• **Text passage**
⁂
Get ready for an onslaught of companies peddling security software for the Internet of Things. It’s not for lack of substance: security experts say the spread of Internet-connected devices exposes major vulnerabilities that can be exploited by hackers.
One of the more serious efforts to combat these threats is called Lexumo. It’s a spinout company from Draper Laboratory—the not-for-profit R&D center next to MIT—and it’s targeting vulnerabilities in open-source software written for connected devices and embedded systems. That means basically anything with a chip in it (think consumer electronics, medical devices, network equipment, factory automation systems).
The Cambridge, MA-based startup says today it has closed $4.89 million in seed funding from Accomplice, .406 Ventures, and Draper. Lexumo’s venture-capital investors have experience with cybersecurity businesses, having backed the likes of Bit9 (now called Carbon Black), Veracode, Threat Stack, and Onapsis.
Lexumo is led by Draper veterans Brad Gaynor, Nathan Shnidman, and Richard Carback—three PhDs with expertise in cybersecurity, big-data analytics, and machine learning. They developed the company’s underlying technology at Draper, and the company was incubated there, with Draper getting an equity stake for its early investment.
“This is a new technology transition model for Draper,” says Gaynor, Lexumo’s CEO. (Draper is best known for providing engineering services and licensing intellectual property, not for investing in spinouts—perhaps that will change.)
What the startup is trying to do is pretty ambitious. As Gaynor explains: “The companies that make embedded devices tend to use a lot of open-source software to bring their products to market quickly, then move on to the next development once a product ships.”
The problem is that open-source software (indeed, any software, but especially open source) tends to develop security flaws over time. “Even when IoT products appear to be secure when they first hit the market, serious security vulnerabilities are often discovered later,” Gaynor says. That means your connected thermostat, kitchen faucet, or mobile device could potentially be hacked and become a conduit to all sorts of information—personal, corporate, or critical network infrastructure.
⁂
• **Given records**
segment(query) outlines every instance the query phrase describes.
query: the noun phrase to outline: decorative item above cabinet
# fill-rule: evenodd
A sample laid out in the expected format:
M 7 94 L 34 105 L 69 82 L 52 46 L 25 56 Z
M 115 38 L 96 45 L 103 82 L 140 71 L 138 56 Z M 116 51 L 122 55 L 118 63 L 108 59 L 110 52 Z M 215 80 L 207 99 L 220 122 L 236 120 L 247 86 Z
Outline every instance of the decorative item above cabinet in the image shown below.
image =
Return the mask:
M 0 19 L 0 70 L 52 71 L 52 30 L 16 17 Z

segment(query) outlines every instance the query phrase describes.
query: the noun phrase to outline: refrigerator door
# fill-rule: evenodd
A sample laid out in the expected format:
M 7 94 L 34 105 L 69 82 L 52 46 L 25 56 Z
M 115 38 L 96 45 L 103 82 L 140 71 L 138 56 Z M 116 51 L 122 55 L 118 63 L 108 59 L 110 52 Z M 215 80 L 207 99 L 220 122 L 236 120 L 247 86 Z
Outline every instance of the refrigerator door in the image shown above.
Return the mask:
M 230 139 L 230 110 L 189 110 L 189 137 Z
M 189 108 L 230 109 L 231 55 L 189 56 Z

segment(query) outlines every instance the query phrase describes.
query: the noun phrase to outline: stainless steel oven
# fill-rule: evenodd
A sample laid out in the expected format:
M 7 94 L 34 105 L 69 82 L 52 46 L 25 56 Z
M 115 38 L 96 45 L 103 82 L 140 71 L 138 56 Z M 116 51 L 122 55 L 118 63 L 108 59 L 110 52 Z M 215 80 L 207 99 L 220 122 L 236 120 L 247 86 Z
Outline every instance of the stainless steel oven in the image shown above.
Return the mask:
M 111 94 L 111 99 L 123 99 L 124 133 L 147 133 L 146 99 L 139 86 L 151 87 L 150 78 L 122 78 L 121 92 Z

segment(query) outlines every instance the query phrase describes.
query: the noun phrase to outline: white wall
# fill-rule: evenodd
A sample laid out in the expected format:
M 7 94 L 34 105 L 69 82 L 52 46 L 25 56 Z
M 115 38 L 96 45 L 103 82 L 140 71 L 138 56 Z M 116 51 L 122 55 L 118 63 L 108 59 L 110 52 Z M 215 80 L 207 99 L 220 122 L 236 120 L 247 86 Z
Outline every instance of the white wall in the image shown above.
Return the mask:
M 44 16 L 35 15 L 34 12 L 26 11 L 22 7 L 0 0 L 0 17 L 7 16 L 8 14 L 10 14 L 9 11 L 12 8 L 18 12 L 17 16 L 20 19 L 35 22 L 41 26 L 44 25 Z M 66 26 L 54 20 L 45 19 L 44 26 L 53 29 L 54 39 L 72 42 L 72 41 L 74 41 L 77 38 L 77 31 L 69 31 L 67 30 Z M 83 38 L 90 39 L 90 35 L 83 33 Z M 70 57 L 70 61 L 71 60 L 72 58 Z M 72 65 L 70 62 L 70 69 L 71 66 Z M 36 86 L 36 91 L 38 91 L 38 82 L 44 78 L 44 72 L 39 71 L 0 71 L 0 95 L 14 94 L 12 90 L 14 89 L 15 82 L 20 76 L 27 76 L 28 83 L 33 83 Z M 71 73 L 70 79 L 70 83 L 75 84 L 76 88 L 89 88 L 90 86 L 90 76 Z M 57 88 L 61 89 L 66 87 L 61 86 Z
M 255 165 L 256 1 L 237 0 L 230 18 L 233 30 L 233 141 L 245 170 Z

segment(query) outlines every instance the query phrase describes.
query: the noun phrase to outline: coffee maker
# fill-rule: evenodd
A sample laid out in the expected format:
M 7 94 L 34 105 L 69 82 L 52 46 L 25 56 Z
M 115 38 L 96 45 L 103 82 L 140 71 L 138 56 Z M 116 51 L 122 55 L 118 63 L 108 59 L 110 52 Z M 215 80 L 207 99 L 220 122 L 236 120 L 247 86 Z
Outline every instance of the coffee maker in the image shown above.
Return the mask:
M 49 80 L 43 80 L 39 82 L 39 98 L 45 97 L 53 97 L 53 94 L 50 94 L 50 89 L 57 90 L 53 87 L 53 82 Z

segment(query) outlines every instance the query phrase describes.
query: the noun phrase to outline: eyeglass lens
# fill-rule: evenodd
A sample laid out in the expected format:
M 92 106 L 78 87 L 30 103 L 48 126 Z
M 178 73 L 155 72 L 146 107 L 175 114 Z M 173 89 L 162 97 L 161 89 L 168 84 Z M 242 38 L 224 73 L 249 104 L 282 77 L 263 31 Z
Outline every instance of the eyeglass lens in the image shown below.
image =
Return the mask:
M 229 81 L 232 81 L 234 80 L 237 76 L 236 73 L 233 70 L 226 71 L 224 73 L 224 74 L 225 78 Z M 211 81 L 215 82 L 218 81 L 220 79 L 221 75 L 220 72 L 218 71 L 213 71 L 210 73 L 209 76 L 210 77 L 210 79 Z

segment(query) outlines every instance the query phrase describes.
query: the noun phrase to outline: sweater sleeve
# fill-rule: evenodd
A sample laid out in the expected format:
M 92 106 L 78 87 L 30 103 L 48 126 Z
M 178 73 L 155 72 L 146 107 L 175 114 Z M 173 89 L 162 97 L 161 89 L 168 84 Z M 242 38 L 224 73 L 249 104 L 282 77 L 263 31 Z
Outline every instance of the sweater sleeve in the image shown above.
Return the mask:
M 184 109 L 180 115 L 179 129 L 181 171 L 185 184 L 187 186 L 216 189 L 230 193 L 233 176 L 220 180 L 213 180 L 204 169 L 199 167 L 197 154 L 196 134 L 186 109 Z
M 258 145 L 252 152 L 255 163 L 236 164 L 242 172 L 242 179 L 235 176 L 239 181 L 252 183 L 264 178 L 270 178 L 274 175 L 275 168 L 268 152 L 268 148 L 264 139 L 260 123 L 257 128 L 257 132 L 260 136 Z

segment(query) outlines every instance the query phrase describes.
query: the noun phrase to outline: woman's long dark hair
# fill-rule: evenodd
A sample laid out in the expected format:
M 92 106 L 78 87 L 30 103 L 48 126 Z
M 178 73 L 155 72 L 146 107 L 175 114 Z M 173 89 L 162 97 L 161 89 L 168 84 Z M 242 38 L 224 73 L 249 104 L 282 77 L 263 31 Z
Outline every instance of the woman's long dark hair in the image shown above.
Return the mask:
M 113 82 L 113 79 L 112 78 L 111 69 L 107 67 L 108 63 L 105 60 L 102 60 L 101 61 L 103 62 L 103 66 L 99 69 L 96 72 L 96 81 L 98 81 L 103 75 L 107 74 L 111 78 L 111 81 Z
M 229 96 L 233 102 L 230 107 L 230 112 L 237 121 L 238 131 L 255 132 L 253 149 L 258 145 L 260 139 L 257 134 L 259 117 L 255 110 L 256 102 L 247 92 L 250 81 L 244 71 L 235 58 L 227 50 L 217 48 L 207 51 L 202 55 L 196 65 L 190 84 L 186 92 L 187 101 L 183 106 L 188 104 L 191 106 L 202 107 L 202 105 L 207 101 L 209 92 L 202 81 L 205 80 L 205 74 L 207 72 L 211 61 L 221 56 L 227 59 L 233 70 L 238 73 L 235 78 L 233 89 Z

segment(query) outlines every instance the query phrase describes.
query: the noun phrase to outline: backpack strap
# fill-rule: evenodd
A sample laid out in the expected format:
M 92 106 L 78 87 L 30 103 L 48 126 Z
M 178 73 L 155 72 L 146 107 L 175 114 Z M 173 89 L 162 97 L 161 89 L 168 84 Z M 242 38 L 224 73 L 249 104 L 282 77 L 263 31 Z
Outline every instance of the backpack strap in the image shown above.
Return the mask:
⁂
• **What to work on**
A: In the Lexumo article, how much seed funding has the startup closed?
B: Continue the Lexumo article from the end of its text.
The records have no connection to the Lexumo article.

• **Answers per task**
A: $4.89 million

B:
Lexumo’s approach is to “continuously index all of the world’s open-source code and identify open-source components in your code,” Gaynor says. In an automated way, the company’s cloud-based software platform tries to “keep products secure by identifying and helping eliminate security vulnerabilities from early development through a product’s end of life,” he says.
That sounds like a very hard problem—finding vulnerabilities at their root by matching them to what’s out in the world—and it requires Google-like indexed search capabilities, big-data analysis techniques, and proper communication and integration with developers. It will all depend on how well the technology works, of course, but Gaynor says Lexumo’s techniques are “much more granular and accurate than traditional approaches which rely on identifying vulnerable components based on metadata such as version strings and component names.”
Some people may think IoT security is a business problem for down the road. But Lexumo sees the market as here and now. “Our cloud platform serves the needs of IoT and embedded device manufacturers today,” Gaynor says, “and our early access customers are primarily in the IoT and embedded-device spaces.”
Lexumo is also going after the enterprise applications market—“especially those where the applications are Web facing and there is a constantly evolving attack surface as new vulnerabilities are found in open-source components,” Gaynor says. The enterprise market overlaps with that of some bigger software security companies like Veracode and Black Duck, though the methods are different.
On the Internet of Things side, you can name a security startup for almost every letter of the alphabet: Attify, Bastille, CyberCanary, and so on. But most of these companies have very different approaches as compared with Lexumo. (As for Lexumo’s name: Gaynor says it is loosely connected to the Latin roots for “code” and “fix.” Fair enough.)
Lexumo has four employees and says it’s looking to grow to 15 people this year. Gaynor and his team have been working on the underlying technology for three-plus years, and they are in the midst of trials with early-access partners, he says. The company is targeting a general release at the end of the first quarter.